### Object point labels:
•••
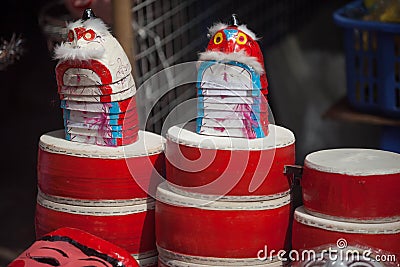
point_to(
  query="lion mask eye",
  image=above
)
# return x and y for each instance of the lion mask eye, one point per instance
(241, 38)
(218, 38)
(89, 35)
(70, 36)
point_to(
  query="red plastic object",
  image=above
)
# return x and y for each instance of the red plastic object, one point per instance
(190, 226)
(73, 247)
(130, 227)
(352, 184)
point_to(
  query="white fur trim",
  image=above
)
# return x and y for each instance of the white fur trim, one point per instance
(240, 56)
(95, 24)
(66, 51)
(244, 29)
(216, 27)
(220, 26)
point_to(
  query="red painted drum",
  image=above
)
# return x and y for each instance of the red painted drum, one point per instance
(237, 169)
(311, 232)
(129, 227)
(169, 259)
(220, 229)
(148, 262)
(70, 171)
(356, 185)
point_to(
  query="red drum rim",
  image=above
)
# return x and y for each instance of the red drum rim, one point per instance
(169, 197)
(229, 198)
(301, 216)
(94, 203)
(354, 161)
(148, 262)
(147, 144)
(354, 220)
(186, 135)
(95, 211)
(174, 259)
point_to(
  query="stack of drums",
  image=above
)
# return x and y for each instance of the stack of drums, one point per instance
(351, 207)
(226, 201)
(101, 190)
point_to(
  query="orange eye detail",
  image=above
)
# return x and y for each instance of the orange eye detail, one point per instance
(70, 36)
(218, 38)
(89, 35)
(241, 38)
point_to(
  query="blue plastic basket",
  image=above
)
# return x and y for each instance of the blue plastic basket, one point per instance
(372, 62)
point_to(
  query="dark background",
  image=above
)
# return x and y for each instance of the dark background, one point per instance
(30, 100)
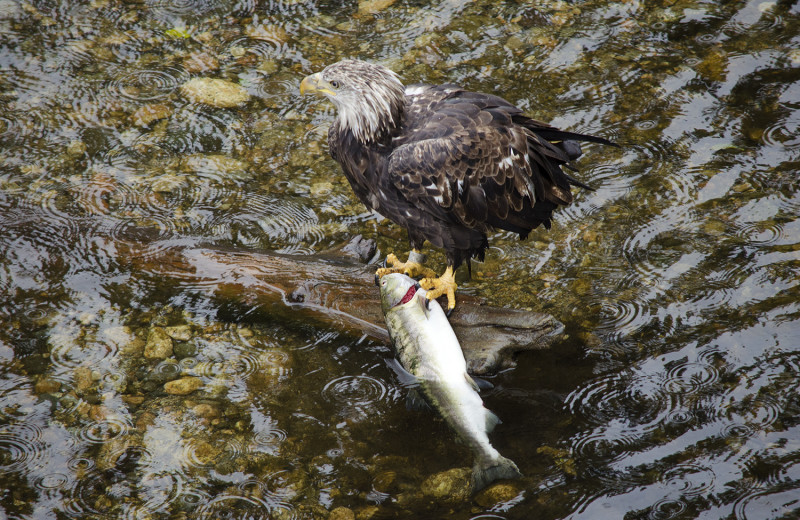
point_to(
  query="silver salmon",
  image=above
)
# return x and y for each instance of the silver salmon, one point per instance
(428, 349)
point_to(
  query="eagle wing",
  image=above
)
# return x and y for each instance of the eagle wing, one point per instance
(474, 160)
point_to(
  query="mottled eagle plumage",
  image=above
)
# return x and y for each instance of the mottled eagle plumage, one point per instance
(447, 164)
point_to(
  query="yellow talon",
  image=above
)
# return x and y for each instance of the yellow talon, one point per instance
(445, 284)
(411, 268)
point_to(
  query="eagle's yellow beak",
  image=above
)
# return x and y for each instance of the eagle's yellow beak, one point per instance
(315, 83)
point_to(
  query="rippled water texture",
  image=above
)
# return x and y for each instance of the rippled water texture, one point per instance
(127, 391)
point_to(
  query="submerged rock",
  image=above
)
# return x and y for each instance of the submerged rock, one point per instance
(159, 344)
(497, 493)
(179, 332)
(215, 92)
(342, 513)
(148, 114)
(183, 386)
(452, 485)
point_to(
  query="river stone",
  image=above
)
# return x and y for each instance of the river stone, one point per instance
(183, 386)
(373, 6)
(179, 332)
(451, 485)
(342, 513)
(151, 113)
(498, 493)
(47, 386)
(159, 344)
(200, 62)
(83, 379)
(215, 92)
•••
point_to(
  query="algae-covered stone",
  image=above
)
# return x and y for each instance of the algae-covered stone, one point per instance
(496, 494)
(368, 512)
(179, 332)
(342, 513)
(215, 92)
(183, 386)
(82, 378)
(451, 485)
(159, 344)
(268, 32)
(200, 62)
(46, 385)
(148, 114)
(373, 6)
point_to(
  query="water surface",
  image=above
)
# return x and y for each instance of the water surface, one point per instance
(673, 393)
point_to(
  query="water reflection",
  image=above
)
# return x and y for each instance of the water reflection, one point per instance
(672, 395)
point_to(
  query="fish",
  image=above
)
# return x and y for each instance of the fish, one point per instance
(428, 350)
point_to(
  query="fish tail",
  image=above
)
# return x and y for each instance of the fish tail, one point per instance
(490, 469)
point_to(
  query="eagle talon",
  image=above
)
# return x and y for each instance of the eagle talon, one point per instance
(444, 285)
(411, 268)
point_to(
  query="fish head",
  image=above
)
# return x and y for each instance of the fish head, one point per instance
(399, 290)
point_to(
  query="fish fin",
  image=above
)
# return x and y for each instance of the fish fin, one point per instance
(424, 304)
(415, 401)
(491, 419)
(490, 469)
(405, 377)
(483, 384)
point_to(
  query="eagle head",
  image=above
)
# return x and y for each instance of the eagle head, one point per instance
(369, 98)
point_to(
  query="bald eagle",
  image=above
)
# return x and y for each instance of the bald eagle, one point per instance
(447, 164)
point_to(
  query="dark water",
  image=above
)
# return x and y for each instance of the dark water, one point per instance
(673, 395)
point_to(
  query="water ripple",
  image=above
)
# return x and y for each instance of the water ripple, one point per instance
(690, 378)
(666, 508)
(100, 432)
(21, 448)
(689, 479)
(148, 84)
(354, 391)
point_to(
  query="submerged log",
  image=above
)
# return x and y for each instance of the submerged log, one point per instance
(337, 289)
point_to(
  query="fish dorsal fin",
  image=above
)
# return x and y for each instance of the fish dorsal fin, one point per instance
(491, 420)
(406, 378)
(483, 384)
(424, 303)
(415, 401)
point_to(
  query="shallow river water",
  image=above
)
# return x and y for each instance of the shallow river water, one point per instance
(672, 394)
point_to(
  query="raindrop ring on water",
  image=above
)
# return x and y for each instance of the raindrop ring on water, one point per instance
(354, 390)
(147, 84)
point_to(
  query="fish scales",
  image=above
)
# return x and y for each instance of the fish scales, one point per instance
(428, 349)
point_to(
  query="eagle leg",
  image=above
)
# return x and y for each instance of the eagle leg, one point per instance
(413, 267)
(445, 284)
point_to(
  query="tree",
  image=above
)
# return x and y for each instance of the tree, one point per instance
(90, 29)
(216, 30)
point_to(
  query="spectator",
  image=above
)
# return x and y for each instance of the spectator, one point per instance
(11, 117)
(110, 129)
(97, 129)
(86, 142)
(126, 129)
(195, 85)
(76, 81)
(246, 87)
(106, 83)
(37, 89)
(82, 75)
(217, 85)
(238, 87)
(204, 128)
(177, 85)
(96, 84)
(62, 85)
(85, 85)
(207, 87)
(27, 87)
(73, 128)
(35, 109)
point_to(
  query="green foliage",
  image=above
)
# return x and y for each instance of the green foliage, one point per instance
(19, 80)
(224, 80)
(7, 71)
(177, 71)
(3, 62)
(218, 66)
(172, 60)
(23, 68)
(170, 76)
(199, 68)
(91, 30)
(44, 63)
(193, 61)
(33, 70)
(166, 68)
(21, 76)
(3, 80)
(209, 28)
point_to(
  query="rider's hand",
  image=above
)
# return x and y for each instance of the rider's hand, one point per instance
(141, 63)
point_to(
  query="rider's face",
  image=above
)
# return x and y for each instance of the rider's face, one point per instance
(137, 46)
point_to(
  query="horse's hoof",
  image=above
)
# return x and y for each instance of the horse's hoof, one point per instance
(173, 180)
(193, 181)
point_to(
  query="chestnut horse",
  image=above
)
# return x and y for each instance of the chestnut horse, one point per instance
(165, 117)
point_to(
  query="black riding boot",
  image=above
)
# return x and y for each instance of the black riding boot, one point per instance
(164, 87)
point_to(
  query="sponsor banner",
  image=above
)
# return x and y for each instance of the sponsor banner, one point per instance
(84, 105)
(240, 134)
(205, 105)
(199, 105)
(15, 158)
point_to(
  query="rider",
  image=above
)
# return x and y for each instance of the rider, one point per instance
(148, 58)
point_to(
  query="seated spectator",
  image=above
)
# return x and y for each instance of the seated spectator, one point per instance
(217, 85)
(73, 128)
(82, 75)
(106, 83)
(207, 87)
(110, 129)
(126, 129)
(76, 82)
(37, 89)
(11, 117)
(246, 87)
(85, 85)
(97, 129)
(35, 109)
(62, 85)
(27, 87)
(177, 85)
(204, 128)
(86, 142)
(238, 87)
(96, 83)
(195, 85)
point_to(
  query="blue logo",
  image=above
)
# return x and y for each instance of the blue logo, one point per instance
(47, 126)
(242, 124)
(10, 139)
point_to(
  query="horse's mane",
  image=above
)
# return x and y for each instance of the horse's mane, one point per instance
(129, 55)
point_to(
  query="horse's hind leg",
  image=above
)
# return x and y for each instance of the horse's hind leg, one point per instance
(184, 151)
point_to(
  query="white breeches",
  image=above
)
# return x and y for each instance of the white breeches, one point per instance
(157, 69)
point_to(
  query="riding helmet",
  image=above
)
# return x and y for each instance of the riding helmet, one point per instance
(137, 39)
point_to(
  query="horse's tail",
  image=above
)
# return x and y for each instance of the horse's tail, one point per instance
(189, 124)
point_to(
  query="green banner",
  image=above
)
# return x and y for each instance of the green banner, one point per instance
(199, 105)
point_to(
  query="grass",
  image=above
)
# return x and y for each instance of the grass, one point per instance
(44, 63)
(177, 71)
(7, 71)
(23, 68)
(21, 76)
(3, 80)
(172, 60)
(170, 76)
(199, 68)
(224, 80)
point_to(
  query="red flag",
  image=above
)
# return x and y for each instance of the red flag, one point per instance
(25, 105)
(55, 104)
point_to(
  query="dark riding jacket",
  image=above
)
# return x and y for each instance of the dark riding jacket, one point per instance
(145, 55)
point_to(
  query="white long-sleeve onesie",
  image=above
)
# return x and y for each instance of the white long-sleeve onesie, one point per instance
•••
### What the exercise asks:
Pick out each line in the items above that contains the word "helmet" and copy every one of those lines.

### The output:
  query="riding helmet",
# return x and y for each instance of the riding helmet, one point per instance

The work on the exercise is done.